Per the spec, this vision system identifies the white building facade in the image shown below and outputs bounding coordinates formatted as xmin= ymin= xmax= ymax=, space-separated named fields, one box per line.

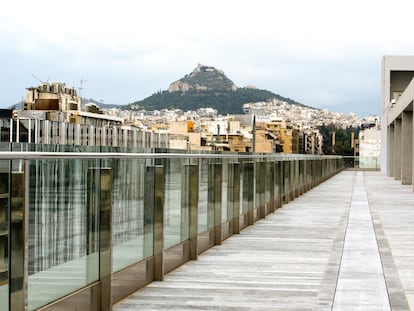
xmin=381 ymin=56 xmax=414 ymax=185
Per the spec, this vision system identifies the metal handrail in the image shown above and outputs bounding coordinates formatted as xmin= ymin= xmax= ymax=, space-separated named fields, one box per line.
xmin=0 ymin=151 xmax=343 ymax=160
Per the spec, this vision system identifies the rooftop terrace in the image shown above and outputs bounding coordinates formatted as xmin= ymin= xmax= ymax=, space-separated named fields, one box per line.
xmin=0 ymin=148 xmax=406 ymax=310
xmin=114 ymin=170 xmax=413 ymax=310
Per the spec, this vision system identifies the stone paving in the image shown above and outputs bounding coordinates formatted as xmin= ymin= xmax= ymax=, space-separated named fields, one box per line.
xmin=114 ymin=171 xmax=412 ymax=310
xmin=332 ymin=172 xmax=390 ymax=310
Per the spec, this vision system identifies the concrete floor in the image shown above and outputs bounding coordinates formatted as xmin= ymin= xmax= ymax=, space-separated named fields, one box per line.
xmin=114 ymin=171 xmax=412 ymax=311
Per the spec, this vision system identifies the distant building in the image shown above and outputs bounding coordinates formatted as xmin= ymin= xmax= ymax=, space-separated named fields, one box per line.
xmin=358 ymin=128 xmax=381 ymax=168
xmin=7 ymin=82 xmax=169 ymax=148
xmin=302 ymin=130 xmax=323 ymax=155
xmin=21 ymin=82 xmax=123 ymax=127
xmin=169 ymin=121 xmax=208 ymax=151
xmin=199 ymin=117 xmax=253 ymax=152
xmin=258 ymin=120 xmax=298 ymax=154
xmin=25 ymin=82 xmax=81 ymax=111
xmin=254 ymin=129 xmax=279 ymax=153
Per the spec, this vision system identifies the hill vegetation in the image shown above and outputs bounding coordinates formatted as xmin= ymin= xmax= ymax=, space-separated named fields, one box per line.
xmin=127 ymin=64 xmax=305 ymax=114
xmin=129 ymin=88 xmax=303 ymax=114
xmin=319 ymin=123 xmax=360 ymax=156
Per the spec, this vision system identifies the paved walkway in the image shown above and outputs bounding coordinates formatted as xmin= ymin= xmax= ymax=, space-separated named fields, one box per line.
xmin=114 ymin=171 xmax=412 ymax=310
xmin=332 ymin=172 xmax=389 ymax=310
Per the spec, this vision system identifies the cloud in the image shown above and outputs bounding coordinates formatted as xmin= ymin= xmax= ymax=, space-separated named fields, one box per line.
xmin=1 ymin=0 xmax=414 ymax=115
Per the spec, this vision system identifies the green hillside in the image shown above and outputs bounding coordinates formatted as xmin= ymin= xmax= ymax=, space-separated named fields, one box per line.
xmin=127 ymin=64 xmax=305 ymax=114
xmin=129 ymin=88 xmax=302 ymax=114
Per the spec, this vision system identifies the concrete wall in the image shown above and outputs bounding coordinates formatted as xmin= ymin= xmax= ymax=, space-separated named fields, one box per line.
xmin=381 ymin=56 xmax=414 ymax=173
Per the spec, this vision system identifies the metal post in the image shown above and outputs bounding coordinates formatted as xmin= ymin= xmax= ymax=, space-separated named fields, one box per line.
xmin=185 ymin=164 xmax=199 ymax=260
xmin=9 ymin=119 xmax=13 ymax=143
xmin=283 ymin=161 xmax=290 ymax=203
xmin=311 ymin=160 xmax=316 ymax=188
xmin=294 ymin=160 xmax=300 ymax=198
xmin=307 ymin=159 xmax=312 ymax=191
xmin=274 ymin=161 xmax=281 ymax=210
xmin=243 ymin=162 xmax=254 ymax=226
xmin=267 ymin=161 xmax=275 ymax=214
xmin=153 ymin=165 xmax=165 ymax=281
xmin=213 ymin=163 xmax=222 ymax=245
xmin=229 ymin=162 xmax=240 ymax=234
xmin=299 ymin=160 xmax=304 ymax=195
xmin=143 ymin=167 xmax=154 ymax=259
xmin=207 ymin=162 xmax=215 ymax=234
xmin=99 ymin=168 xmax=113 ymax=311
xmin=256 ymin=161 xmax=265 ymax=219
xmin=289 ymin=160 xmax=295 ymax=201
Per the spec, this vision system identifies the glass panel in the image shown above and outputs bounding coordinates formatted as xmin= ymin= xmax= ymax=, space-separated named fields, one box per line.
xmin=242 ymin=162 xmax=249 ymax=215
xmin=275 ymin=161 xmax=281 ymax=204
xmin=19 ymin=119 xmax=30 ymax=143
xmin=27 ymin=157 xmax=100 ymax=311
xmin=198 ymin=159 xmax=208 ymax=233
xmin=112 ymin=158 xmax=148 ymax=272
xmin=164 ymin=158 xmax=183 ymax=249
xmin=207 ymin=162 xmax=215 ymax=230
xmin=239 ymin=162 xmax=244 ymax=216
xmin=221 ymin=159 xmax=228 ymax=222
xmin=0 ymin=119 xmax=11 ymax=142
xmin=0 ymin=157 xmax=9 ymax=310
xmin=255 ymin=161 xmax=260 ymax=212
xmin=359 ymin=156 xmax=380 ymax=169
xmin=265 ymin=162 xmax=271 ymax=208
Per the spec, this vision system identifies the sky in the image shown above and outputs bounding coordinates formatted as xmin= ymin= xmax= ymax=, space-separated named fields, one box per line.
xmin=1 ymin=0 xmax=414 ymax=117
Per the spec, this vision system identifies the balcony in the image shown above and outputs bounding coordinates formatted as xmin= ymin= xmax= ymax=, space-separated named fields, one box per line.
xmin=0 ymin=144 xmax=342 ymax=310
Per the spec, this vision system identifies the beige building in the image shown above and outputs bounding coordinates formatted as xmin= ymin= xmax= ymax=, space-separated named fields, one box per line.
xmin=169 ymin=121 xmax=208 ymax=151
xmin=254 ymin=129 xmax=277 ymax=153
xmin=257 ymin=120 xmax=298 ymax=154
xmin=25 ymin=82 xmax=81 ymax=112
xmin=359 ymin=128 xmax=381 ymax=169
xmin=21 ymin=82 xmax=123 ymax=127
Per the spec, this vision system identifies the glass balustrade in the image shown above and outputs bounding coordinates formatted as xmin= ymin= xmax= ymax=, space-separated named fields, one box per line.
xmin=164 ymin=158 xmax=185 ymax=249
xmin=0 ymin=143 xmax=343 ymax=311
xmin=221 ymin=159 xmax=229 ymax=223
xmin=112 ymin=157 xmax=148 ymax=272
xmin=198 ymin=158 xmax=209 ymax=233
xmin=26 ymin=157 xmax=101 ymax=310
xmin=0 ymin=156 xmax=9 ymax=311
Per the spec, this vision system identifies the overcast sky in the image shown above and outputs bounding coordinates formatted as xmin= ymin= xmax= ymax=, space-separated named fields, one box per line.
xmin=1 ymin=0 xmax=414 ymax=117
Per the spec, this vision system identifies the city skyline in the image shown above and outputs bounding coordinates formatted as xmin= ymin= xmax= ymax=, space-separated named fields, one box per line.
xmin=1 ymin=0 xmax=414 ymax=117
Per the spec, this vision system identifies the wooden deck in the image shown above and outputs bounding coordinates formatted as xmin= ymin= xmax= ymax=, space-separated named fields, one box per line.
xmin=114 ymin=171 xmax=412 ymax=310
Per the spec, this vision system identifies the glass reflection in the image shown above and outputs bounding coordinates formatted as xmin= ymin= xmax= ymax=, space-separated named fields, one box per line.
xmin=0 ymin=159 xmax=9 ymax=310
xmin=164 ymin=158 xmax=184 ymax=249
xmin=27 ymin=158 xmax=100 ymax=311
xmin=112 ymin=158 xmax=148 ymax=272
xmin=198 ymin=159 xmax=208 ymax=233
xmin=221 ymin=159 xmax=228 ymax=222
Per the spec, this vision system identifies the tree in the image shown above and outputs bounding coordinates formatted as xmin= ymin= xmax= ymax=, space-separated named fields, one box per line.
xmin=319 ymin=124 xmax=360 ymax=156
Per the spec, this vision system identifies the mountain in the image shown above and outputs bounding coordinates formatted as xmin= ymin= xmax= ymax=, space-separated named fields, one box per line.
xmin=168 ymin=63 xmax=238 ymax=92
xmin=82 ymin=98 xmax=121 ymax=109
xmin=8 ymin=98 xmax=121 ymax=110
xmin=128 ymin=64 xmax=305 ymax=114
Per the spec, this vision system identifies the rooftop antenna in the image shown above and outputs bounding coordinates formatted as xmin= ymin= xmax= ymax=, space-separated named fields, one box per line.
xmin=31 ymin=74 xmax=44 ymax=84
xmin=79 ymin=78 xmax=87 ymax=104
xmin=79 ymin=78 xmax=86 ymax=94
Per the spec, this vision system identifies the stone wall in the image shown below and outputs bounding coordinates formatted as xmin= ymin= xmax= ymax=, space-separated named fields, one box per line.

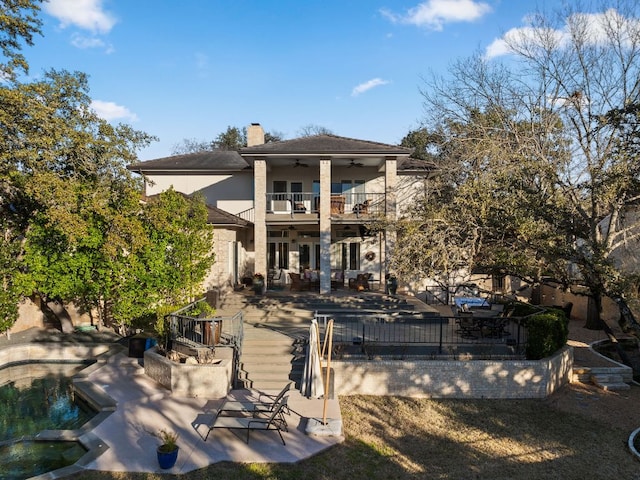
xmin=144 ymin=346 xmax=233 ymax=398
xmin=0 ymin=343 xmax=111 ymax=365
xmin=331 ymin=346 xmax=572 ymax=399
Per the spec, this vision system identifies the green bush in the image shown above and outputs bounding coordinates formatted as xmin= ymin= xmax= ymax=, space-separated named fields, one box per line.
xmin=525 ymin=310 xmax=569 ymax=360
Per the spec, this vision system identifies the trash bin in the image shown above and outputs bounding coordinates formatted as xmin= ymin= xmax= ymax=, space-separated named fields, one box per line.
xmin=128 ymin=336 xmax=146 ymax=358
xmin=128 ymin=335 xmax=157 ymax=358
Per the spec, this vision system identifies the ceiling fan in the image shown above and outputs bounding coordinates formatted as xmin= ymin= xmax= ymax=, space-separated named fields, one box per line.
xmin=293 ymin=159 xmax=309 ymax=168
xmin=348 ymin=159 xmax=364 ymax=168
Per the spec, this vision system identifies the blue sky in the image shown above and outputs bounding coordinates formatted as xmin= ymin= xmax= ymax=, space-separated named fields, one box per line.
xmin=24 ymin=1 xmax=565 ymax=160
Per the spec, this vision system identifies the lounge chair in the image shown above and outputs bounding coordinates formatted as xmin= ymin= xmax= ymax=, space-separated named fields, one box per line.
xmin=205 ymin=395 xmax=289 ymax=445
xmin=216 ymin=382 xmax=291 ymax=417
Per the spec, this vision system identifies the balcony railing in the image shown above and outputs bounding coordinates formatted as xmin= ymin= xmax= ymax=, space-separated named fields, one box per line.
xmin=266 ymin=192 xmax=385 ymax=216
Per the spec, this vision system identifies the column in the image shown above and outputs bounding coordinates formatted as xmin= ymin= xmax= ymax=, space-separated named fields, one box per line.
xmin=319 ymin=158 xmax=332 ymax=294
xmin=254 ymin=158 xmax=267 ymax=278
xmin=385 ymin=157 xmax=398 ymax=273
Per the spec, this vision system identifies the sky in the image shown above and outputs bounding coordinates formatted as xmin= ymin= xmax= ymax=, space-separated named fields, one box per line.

• WORK TO COMPLETE
Set each line down exactly, starting with the one that contains "Per the spec, this vision system identifies the column" and ending with the last line of the listing; add nothing else.

• COMPLETED EXERCISE
Per the spec, this vision system identifies the column in the image shown above and outputs bounding coordinates formatted as xmin= ymin= xmax= ymax=, space-separated named fields, one box per line.
xmin=319 ymin=158 xmax=332 ymax=294
xmin=254 ymin=158 xmax=267 ymax=278
xmin=385 ymin=157 xmax=398 ymax=273
Per the spec, this vision system identifies the sky in the image shown above and outputs bounding coordinates formatted as xmin= ymin= xmax= ymax=, space-separated named fields, one box per line.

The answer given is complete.